§ Task description: Keeping every word the same, give again only the lines from the one with "Find every instance of the distant" through the end of the data, both included, and leave every picture out.

§ Data to process:
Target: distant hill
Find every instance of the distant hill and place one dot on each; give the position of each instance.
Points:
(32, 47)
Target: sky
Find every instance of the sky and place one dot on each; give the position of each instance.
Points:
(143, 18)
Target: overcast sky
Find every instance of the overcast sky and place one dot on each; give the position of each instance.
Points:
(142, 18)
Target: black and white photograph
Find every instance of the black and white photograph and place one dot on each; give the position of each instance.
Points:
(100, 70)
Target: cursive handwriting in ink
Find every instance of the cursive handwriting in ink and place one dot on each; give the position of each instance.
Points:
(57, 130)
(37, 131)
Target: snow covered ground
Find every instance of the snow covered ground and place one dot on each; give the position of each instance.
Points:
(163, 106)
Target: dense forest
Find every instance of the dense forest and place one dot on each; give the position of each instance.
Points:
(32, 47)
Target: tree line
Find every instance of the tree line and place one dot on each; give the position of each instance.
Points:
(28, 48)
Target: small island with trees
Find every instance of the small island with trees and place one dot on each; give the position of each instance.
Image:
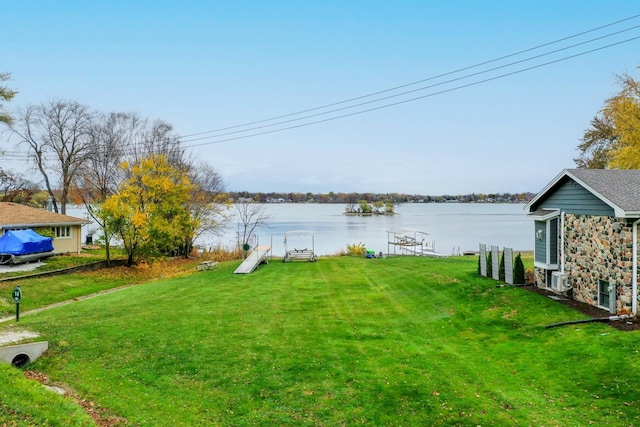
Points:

§ Solution for this problem:
Find every instance of the distant hill and place one dot on each; give the position of each instance.
Points:
(32, 47)
Target: sky
Find every instance of the sky and place one dot on each; give the position of each instance.
Points:
(143, 18)
Target: overcast sky
Find every instance of the overcast sky and place one dot on each; give the position of each instance.
Points:
(142, 18)
Target: black and white photograph
Find every instance of the black and white photograph and place one dot on each; give the position of each instance.
Points:
(100, 70)
Target: cursive handwriting in ink
Find every instance of the cursive handwriting in ink and place one dot on each; give the position of each instance.
Points:
(57, 130)
(37, 131)
Target: snow covered ground
Find every instance of the snow covered ground and place one dot on each; give the position of each instance.
Points:
(163, 106)
Target: dense forest
Find every instance of the dense forest and place one dot on each; give the position of each instance.
Points:
(32, 47)
Target: tree line
Find every instance of the tree line and place one dot on each; give the position of each instance.
Points:
(28, 48)
Target: small island with trees
Find every instance of the small island with trees and place one dot on each; give the position of each instance.
Image:
Points:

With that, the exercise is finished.